◆ **Provided data**
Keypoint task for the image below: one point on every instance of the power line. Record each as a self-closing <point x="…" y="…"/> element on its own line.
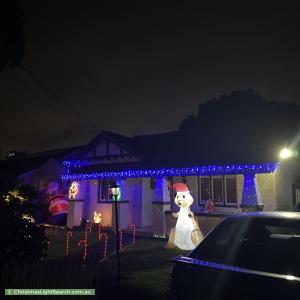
<point x="21" y="83"/>
<point x="57" y="97"/>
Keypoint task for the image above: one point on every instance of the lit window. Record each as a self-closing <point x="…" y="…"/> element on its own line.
<point x="104" y="192"/>
<point x="230" y="186"/>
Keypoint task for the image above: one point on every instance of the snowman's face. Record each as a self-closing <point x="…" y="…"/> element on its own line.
<point x="183" y="199"/>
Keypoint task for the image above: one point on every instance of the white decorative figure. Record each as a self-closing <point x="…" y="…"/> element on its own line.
<point x="187" y="234"/>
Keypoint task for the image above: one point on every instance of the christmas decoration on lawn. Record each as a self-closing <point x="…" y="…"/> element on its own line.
<point x="21" y="239"/>
<point x="88" y="227"/>
<point x="58" y="204"/>
<point x="97" y="217"/>
<point x="68" y="236"/>
<point x="132" y="227"/>
<point x="209" y="206"/>
<point x="99" y="231"/>
<point x="121" y="240"/>
<point x="84" y="243"/>
<point x="73" y="190"/>
<point x="105" y="245"/>
<point x="187" y="234"/>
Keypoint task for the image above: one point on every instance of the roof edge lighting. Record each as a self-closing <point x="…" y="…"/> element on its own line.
<point x="192" y="171"/>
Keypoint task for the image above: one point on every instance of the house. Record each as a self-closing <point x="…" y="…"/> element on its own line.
<point x="236" y="177"/>
<point x="38" y="169"/>
<point x="145" y="167"/>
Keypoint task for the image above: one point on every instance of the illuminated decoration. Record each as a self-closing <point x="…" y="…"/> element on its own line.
<point x="251" y="194"/>
<point x="84" y="242"/>
<point x="132" y="227"/>
<point x="121" y="240"/>
<point x="99" y="232"/>
<point x="15" y="194"/>
<point x="68" y="236"/>
<point x="209" y="206"/>
<point x="186" y="235"/>
<point x="285" y="153"/>
<point x="28" y="218"/>
<point x="88" y="227"/>
<point x="97" y="217"/>
<point x="116" y="192"/>
<point x="105" y="245"/>
<point x="73" y="190"/>
<point x="193" y="171"/>
<point x="57" y="201"/>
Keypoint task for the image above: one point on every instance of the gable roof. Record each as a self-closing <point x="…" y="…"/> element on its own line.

◆ **Challenge**
Write out the lines above from the one containing "of the house." through the last, exactly as they are.

◆ **Answer**
Keypoint task for the image above: one point on every instance of the house. Record each as a self-closing <point x="…" y="…"/> element on its own line.
<point x="236" y="177"/>
<point x="38" y="169"/>
<point x="145" y="167"/>
Keypoint task for the image above: one point on every instance of the illuminated decoration. Record each as a self-closing <point x="…" y="…"/> element on its own line.
<point x="251" y="194"/>
<point x="84" y="242"/>
<point x="132" y="227"/>
<point x="121" y="240"/>
<point x="99" y="232"/>
<point x="15" y="194"/>
<point x="68" y="236"/>
<point x="209" y="206"/>
<point x="186" y="235"/>
<point x="285" y="153"/>
<point x="28" y="218"/>
<point x="88" y="227"/>
<point x="97" y="217"/>
<point x="116" y="192"/>
<point x="105" y="245"/>
<point x="73" y="190"/>
<point x="193" y="171"/>
<point x="57" y="201"/>
Keypoint task for the image above: one point on every instance of the gable roof. Record each as a self-closing <point x="…" y="…"/> element on its own line.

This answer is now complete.